Find the line containing "Q: For every instance of the bare rock slope" in the material below; copy that line and all following lines exactly.

<<<<

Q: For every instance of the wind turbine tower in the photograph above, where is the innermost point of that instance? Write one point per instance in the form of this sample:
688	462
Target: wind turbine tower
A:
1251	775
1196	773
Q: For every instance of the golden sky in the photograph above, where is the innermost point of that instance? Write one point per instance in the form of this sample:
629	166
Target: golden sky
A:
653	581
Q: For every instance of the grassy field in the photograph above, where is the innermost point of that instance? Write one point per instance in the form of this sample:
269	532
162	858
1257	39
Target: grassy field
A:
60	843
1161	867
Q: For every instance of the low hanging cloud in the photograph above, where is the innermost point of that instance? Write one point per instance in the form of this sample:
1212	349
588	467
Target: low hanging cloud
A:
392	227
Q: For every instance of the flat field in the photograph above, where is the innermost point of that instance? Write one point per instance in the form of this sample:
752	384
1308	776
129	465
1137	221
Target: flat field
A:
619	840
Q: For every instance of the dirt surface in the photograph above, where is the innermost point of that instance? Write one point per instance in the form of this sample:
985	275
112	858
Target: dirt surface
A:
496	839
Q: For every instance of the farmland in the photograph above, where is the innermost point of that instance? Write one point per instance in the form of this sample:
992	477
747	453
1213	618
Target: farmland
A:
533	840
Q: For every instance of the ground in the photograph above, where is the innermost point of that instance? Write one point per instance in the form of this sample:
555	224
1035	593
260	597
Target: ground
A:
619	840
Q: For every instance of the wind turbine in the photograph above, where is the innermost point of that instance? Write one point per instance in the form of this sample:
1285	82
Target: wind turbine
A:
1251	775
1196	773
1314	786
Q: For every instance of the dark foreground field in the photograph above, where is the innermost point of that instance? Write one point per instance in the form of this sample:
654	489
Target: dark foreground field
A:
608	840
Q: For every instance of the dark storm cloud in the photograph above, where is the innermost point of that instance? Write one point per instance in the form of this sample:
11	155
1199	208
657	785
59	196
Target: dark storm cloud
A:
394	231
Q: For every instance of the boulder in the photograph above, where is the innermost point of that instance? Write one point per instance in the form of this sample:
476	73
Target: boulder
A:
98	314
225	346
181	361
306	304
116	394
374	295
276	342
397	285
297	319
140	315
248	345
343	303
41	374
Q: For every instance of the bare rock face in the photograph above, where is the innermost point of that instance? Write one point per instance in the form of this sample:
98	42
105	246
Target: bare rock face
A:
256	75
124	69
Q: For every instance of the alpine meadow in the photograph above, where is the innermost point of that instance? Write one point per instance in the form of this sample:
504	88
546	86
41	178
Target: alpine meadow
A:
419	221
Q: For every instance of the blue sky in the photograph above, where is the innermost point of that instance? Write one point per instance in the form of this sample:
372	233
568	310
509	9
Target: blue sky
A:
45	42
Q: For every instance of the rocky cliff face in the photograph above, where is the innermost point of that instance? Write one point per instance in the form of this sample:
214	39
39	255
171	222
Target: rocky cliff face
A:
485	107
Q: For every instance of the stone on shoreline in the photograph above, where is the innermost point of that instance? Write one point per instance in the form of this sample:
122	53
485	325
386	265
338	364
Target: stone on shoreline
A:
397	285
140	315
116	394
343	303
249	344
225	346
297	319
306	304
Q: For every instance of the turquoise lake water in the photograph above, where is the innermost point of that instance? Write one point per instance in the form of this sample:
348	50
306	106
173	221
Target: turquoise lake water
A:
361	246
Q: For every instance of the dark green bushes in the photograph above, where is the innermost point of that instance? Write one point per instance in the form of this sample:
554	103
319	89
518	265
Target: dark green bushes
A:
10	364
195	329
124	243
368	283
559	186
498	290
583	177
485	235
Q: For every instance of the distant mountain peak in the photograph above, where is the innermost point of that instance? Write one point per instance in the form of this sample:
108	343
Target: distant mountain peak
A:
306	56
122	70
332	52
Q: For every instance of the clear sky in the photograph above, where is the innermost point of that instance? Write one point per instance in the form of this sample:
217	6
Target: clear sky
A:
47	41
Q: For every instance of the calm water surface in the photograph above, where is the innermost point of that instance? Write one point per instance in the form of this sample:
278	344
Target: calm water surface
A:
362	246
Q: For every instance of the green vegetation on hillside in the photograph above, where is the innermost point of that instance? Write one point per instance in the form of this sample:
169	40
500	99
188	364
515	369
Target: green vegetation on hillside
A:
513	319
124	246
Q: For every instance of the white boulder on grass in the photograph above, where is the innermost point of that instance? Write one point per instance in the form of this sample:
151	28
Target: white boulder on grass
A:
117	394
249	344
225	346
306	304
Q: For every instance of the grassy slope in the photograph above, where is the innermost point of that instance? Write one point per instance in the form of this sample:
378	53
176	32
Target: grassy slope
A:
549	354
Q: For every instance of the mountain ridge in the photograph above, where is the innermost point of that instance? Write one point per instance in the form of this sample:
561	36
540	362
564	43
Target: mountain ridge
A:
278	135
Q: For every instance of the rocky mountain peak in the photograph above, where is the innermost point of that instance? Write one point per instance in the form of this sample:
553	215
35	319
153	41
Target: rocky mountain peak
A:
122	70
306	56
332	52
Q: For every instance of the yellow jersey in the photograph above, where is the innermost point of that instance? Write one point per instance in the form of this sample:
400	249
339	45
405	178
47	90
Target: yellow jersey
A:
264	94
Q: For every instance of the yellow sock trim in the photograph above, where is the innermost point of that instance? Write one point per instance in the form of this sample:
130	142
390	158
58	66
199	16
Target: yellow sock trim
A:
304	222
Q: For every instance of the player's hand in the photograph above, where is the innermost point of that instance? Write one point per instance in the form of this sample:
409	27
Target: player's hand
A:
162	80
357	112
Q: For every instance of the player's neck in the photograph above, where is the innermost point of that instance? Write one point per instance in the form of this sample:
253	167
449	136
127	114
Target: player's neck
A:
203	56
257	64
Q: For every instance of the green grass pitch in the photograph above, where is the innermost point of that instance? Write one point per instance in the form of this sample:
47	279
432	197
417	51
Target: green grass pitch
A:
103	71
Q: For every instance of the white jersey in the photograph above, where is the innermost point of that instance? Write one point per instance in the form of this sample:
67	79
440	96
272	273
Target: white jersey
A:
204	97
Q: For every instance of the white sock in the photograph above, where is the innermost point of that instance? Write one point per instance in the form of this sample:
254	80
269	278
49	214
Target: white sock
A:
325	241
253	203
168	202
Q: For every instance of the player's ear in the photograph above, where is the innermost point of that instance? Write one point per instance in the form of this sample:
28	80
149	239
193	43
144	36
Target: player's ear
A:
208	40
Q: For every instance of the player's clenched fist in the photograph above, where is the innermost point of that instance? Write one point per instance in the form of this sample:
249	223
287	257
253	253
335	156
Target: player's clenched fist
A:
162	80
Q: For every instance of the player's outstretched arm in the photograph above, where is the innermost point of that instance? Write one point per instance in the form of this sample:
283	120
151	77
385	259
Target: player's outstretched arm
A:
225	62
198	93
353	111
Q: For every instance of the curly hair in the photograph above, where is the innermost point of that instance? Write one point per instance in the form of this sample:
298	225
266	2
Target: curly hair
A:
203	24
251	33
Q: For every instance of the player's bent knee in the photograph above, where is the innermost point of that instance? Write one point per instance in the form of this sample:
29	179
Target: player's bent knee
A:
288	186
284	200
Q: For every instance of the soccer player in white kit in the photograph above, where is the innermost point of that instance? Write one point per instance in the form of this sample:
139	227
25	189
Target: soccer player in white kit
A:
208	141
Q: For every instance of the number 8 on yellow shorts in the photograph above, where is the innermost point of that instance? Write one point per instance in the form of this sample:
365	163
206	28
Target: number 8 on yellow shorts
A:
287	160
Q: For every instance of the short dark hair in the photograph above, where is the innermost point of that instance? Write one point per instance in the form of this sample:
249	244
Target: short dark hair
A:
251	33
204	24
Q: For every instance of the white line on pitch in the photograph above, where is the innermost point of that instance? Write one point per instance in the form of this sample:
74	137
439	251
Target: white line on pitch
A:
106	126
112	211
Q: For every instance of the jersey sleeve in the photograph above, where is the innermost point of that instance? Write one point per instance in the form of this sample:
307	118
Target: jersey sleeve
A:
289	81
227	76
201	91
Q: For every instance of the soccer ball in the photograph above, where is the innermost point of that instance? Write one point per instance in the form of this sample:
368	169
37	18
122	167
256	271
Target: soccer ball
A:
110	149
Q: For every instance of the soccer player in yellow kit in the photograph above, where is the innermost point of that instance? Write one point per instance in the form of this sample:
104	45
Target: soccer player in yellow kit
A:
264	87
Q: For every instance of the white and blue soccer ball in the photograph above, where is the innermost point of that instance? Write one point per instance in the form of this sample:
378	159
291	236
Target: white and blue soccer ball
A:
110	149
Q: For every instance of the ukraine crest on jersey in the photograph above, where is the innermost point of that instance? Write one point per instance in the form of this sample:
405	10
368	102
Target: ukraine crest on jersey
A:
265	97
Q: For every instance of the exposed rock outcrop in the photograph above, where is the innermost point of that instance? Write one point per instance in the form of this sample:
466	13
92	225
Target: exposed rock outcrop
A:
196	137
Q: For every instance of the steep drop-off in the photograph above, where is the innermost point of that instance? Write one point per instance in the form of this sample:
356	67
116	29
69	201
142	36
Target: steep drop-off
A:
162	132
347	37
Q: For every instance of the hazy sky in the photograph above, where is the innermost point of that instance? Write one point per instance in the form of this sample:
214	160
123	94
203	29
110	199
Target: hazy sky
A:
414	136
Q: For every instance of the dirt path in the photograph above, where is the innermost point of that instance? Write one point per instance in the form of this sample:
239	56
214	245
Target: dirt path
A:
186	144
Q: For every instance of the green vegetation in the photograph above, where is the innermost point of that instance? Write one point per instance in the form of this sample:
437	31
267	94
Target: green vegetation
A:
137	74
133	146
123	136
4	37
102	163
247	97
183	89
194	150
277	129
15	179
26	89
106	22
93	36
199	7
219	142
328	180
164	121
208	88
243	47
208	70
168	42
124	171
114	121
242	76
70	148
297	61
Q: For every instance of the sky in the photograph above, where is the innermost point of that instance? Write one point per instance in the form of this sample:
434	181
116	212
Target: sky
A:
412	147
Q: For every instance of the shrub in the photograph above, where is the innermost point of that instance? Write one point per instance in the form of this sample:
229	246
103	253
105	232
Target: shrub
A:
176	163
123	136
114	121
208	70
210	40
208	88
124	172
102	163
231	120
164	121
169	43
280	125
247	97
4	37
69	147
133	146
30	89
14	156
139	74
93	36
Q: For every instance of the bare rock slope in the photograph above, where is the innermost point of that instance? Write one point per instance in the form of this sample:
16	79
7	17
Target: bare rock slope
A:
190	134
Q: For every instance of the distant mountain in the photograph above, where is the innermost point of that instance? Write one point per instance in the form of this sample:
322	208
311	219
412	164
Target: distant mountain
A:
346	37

>>>>

§ The response:
Q: For every instance of the bare rock slope in the photograph above, where is the innermost point of that instance? Write one point per instance in the form of this sample:
16	79
7	17
Target: bare rock slope
A:
190	134
Q: For every instance of the distant mountain in the photograph above, where is the innermost point of that instance? Write one point per instance in the form of this sample:
322	208
311	219
412	164
Target: distant mountain
A:
346	37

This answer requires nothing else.